--- DOCUMENT SEGMENT ---
::::

This boundary matters because it matches the model’s actual capability to the work it is being asked to do. Claude is highly capable at translating well-specified intentions into working code. It is less reliable at managing its own scope. Reducing ambiguity before work starts is the human’s job, and so is deciding what work exists in the first place.
The architecture decisions on this project demonstrate what proper delegation looks like in practice. The choice to use a Refined Layered Architecture (Presentation, Business Logic, Data Access) rather than attempting a more ambitious restructuring was made and documented before implementation started, not inferred from context during it. The shift from Entity Framework to Dapper for the data access layer was an explicit decision with a documented rationale: simpler queries, better testability, and reduced surface area for the threading and lifecycle issues that EF context management can introduce. Claude implemented these decisions; it did not make them.
Description: The App Map
The context decay problem had a structural solution. The codebase was decomposed into single-responsibility components, each documented in a directory map describing what the component owned, how it connected to other components, and what patterns it followed. This became the App Map: a live, maintained reference that served as the source of accurate context for every AI session.
Before the App Map existed, sessions required long preambles to orient Claude to the relevant parts of the codebase. After it existed, the relevant sections could be loaded directly, providing accurate context about the component being worked on without requiring Claude to infer structure from scattered files. The per-task cost of AI work dropped because Claude spent less time resolving context and more time producing output. Critically, the output was more consistent, because Claude was working from the same accurate picture of the architecture in each session.
A byproduct of maintaining the App Map was the automatic maintenance of the application’s Technical Guide: a human-readable overview of the architecture for PMs, QA engineers, and support staff. The discipline of keeping the map accurate produced documentation that would not otherwise have been written. It emerged as a natural consequence of a practice that was already required for AI accuracy.
Description at project scale is not primarily a prompting skill. It is an infrastructure investment. A well-decomposed codebase with explicit component documentation produces better AI output than a dense codebase with elaborate prompts, because the description problem has been solved structurally rather than session by session.
Discernment: Assumptions Before Code
A custom Claude Code skill was built to enforce the discipline that early sessions had lacked. Before any implementation code is written, the skill produces a ticket document that names every assumption the implementation depends on, assigns a proof strategy to each one, and gates implementation on the results of that proof plan.
Every assumption must be assigned a proof strategy before implementation begins. Accepted strategies are:
- Unit or integration tests
- Code research and pattern verification in the existing codebase
- Dependency documentation review
- A focused spike
- Explicit human confirmation
Not every assumption can be proved with a test, and that is fine. What is not acceptable is an assumption with no proof strategy assigned, or any assumption still unresolved when implementation starts. All assumptions require proof, regardless of how obvious they seem.

::::

--- WHAT TO DO ---
Please explain why, according to the passage on delegating work to Claude, the data access layer was switched from Entity Framework to Dapper.

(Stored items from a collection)
::::

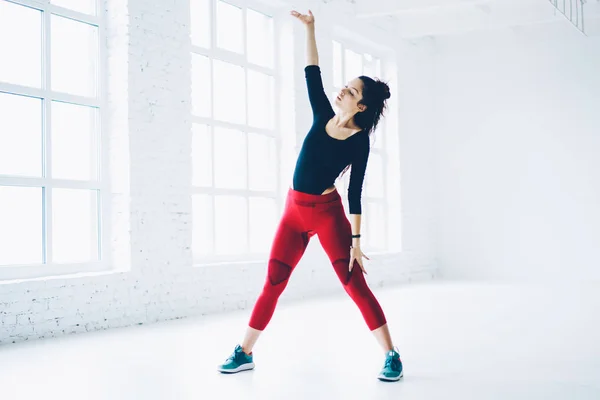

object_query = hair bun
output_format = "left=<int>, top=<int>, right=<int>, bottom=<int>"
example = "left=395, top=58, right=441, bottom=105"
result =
left=377, top=80, right=391, bottom=100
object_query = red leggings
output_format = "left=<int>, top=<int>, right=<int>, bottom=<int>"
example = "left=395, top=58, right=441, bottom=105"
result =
left=249, top=188, right=386, bottom=331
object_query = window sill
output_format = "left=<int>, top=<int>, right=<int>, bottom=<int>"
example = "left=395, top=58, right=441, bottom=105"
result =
left=0, top=262, right=128, bottom=285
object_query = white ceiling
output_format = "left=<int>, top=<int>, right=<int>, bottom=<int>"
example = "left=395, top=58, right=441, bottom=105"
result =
left=350, top=0, right=600, bottom=37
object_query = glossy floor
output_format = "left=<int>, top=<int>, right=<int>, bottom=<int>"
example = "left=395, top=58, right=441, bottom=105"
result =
left=0, top=282, right=600, bottom=400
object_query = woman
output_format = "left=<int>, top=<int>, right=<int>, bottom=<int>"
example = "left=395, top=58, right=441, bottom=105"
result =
left=218, top=10, right=402, bottom=381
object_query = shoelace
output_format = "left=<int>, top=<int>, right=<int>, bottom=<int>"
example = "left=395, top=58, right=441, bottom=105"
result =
left=383, top=357, right=400, bottom=370
left=225, top=350, right=238, bottom=362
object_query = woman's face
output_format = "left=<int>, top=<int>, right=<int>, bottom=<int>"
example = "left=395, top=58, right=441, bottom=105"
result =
left=335, top=78, right=365, bottom=114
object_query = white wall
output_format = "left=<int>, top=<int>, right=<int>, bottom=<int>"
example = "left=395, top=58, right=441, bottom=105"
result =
left=0, top=0, right=435, bottom=343
left=429, top=22, right=600, bottom=281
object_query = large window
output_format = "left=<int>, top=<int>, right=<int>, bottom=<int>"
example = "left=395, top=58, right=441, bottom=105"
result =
left=191, top=0, right=280, bottom=263
left=331, top=40, right=389, bottom=251
left=0, top=0, right=106, bottom=272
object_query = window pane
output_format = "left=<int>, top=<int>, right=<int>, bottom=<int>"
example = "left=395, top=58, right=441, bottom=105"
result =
left=192, top=124, right=213, bottom=186
left=345, top=49, right=363, bottom=81
left=50, top=101, right=99, bottom=180
left=248, top=133, right=277, bottom=190
left=364, top=54, right=381, bottom=78
left=246, top=9, right=275, bottom=68
left=0, top=94, right=42, bottom=177
left=214, top=126, right=248, bottom=189
left=248, top=70, right=275, bottom=129
left=0, top=1, right=42, bottom=88
left=192, top=194, right=214, bottom=258
left=190, top=0, right=211, bottom=48
left=333, top=40, right=344, bottom=88
left=365, top=202, right=386, bottom=250
left=50, top=15, right=98, bottom=97
left=371, top=123, right=385, bottom=150
left=249, top=197, right=277, bottom=253
left=329, top=90, right=340, bottom=110
left=364, top=152, right=383, bottom=198
left=0, top=186, right=43, bottom=265
left=192, top=54, right=212, bottom=117
left=50, top=0, right=96, bottom=15
left=215, top=196, right=248, bottom=255
left=213, top=60, right=246, bottom=124
left=51, top=189, right=98, bottom=263
left=217, top=0, right=244, bottom=53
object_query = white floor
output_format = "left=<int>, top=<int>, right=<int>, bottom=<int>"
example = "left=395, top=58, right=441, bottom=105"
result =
left=0, top=282, right=600, bottom=400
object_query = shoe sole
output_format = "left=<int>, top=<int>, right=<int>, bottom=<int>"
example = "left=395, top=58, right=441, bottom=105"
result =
left=217, top=363, right=254, bottom=374
left=377, top=371, right=404, bottom=382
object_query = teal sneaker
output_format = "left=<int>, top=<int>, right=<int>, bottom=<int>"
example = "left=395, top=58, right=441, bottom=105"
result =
left=217, top=344, right=254, bottom=374
left=377, top=347, right=403, bottom=382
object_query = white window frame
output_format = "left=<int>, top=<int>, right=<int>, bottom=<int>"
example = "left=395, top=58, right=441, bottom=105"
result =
left=328, top=36, right=390, bottom=253
left=0, top=0, right=110, bottom=281
left=191, top=0, right=283, bottom=267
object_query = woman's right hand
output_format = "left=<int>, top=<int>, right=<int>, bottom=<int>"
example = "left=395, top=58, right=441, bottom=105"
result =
left=290, top=10, right=315, bottom=26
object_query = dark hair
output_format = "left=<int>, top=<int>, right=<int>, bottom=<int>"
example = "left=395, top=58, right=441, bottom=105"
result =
left=339, top=75, right=390, bottom=177
left=354, top=76, right=390, bottom=134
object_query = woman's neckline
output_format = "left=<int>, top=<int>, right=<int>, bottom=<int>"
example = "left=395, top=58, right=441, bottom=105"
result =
left=324, top=116, right=363, bottom=142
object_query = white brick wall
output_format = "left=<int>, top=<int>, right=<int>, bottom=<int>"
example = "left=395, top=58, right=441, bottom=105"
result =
left=0, top=0, right=435, bottom=344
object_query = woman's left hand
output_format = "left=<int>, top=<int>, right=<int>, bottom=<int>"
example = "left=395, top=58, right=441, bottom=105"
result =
left=348, top=246, right=370, bottom=275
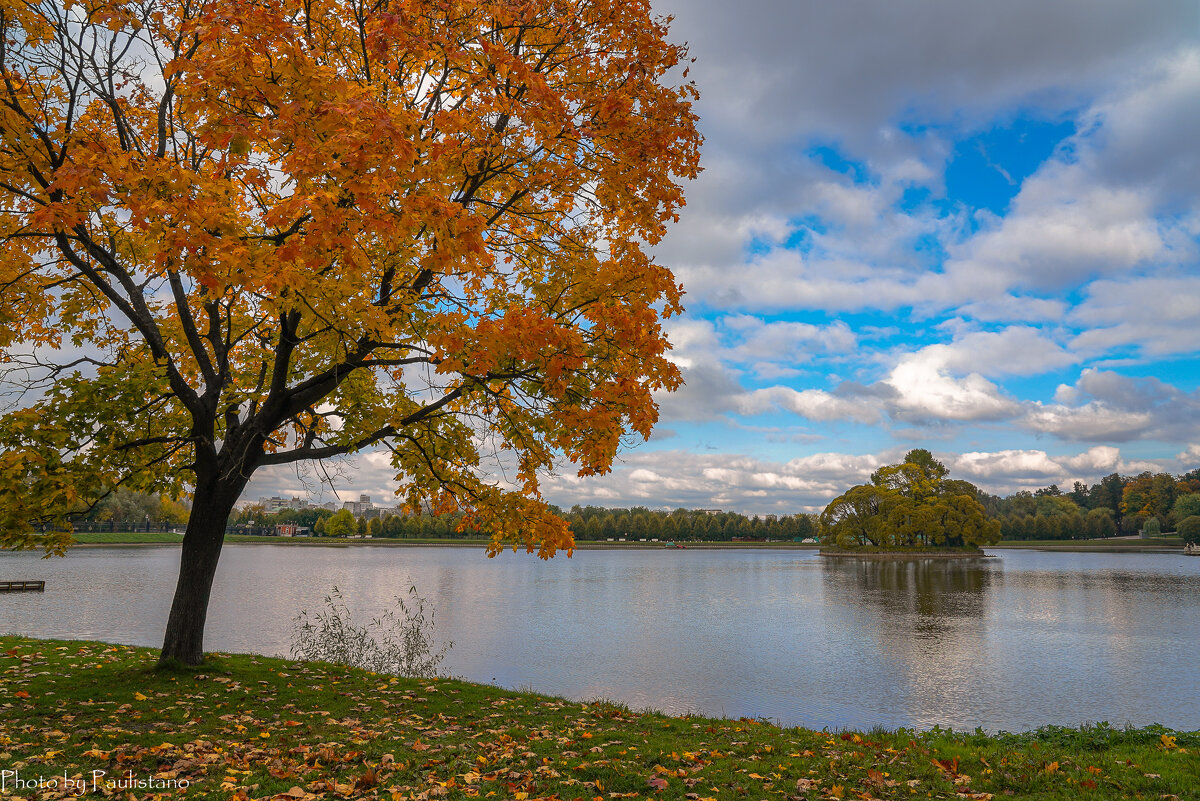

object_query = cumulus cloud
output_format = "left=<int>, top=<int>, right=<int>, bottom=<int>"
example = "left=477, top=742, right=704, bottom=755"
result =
left=1022, top=368, right=1200, bottom=442
left=1070, top=276, right=1200, bottom=356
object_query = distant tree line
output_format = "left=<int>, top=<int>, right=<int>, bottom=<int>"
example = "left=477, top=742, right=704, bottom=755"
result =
left=980, top=469, right=1200, bottom=540
left=818, top=448, right=1001, bottom=550
left=71, top=488, right=188, bottom=531
left=126, top=462, right=1200, bottom=542
left=232, top=506, right=816, bottom=542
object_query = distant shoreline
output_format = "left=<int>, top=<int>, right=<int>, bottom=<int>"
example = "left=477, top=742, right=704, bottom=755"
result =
left=56, top=532, right=1183, bottom=559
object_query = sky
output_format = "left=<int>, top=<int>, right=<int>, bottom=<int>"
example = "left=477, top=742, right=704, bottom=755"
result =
left=246, top=0, right=1200, bottom=513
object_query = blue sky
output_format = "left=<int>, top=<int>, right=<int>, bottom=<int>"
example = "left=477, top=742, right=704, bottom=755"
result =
left=250, top=0, right=1200, bottom=513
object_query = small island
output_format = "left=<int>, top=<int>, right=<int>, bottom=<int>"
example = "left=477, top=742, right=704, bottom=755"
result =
left=818, top=448, right=1000, bottom=559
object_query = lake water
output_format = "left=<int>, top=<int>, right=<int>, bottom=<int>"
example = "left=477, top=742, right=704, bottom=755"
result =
left=0, top=544, right=1200, bottom=730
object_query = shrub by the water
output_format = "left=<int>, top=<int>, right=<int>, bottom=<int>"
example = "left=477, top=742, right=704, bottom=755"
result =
left=1175, top=514, right=1200, bottom=544
left=292, top=586, right=454, bottom=679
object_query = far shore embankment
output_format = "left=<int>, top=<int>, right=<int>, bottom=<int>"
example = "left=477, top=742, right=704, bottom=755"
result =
left=58, top=531, right=1183, bottom=556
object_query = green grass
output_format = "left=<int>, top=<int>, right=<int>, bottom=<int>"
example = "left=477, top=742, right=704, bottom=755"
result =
left=0, top=637, right=1200, bottom=801
left=988, top=536, right=1183, bottom=552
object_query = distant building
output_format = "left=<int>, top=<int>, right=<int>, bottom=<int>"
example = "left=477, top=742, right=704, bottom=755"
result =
left=258, top=495, right=308, bottom=512
left=342, top=495, right=378, bottom=517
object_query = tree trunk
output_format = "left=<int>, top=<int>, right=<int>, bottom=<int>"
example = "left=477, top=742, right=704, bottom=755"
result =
left=158, top=482, right=245, bottom=667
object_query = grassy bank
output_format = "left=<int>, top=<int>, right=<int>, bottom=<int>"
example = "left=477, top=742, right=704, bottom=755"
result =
left=0, top=637, right=1200, bottom=801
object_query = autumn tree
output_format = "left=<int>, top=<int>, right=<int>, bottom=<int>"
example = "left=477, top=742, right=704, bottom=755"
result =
left=818, top=448, right=1000, bottom=549
left=0, top=0, right=700, bottom=664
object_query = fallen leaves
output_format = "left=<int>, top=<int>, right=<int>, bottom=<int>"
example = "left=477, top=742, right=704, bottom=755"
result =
left=0, top=640, right=1193, bottom=801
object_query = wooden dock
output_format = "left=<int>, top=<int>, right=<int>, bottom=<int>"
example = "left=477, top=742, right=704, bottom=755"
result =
left=0, top=582, right=46, bottom=592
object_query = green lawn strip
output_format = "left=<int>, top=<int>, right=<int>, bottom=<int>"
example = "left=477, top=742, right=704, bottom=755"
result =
left=0, top=637, right=1200, bottom=801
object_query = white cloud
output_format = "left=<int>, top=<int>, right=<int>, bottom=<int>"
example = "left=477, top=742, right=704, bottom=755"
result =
left=1022, top=368, right=1200, bottom=442
left=1070, top=276, right=1200, bottom=356
left=738, top=386, right=881, bottom=423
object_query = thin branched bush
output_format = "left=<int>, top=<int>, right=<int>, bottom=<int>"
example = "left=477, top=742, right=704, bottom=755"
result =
left=292, top=586, right=454, bottom=679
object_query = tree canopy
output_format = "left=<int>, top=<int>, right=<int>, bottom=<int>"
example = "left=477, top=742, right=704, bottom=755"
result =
left=820, top=448, right=1000, bottom=549
left=0, top=0, right=700, bottom=661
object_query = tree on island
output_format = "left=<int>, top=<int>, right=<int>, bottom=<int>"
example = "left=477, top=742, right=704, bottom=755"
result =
left=0, top=0, right=700, bottom=664
left=818, top=448, right=1000, bottom=550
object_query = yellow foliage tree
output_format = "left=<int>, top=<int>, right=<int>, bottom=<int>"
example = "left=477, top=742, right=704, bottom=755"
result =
left=818, top=448, right=1000, bottom=549
left=0, top=0, right=700, bottom=663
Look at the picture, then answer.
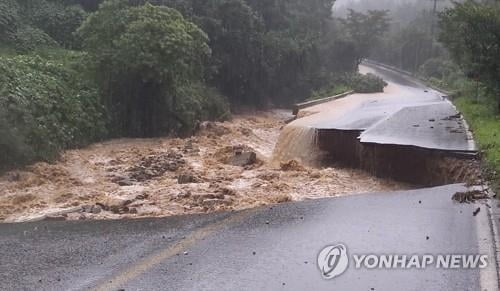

::::

--- EXERCISE ANSWER ---
The switch was an explicit decision with a documented rationale. Dapper offered simpler queries and better testability. It also reduced the surface area for the threading and lifecycle issues that Entity Framework context management can introduce.